Natural language region descriptions:
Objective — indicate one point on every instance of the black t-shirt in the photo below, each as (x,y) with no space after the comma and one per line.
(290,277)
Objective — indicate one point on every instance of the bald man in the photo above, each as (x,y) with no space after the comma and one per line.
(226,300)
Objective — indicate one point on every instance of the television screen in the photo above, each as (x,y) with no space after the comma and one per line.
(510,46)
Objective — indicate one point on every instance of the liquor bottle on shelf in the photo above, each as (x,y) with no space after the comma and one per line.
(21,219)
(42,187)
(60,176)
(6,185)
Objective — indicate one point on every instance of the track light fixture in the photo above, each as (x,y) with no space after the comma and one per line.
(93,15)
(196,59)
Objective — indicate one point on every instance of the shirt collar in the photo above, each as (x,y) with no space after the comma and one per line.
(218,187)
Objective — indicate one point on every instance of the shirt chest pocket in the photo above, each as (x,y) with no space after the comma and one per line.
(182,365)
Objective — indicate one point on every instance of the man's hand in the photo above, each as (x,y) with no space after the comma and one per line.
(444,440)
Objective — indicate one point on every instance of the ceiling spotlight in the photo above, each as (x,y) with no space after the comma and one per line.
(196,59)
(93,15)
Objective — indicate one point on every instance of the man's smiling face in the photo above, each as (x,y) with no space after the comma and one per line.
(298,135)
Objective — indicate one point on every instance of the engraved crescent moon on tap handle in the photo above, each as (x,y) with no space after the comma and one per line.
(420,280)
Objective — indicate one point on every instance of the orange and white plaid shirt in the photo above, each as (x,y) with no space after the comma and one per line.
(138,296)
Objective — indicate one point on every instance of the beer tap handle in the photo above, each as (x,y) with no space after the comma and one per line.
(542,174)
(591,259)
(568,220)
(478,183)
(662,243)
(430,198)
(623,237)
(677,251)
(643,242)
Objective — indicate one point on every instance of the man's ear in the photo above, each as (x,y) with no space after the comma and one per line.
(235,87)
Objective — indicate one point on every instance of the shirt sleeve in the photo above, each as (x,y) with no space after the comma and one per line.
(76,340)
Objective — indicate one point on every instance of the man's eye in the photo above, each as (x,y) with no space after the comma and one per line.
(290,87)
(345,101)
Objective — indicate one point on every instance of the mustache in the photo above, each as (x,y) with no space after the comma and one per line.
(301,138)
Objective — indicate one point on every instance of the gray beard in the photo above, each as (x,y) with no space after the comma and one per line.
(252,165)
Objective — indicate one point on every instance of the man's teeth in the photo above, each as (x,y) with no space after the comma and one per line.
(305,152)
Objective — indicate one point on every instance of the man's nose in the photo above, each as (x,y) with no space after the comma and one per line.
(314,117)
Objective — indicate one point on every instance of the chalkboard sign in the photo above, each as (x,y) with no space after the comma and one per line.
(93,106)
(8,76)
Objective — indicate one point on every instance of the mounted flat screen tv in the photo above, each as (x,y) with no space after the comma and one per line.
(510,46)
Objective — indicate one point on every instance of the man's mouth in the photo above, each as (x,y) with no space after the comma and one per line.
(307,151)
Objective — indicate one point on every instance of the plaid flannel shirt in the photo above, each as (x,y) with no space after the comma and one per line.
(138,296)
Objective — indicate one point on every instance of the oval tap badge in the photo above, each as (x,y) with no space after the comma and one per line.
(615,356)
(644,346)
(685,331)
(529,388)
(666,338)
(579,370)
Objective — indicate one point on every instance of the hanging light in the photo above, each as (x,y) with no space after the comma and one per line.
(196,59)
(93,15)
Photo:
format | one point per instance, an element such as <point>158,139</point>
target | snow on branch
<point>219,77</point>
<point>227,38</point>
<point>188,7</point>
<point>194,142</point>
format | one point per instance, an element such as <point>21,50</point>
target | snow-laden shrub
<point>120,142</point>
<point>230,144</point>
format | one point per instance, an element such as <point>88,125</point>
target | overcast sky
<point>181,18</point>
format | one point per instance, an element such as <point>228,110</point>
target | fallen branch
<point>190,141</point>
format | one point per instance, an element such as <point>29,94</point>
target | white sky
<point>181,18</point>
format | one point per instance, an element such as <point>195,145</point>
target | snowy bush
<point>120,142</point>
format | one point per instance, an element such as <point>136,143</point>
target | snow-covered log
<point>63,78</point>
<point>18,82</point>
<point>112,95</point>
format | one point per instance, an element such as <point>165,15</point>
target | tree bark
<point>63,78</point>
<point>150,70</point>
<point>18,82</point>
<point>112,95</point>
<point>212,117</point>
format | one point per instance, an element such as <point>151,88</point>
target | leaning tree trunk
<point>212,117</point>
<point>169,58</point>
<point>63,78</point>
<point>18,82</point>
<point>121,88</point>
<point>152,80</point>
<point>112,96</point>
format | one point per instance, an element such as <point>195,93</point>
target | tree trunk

• **TASK OBJECTIVE**: Starting at the line that contains "target | white sky", write out every line to the end of the entries, exactly as given.

• **RESPONSE BELOW**:
target | white sky
<point>181,18</point>
format | one point per instance, an element such as <point>195,145</point>
target | snowy bush
<point>120,142</point>
format | one point per instance, an element such as <point>136,143</point>
target | snow-covered log
<point>63,78</point>
<point>18,82</point>
<point>112,95</point>
format | one point per instance, an element such as <point>165,15</point>
target | tree bark
<point>63,78</point>
<point>150,70</point>
<point>18,82</point>
<point>112,95</point>
<point>212,117</point>
format | one point per instance, an element such as <point>151,88</point>
target | leaning tree trunk
<point>212,117</point>
<point>169,58</point>
<point>63,78</point>
<point>18,82</point>
<point>121,88</point>
<point>152,80</point>
<point>112,96</point>
format | one point per instance, an element such as <point>195,93</point>
target | tree trunk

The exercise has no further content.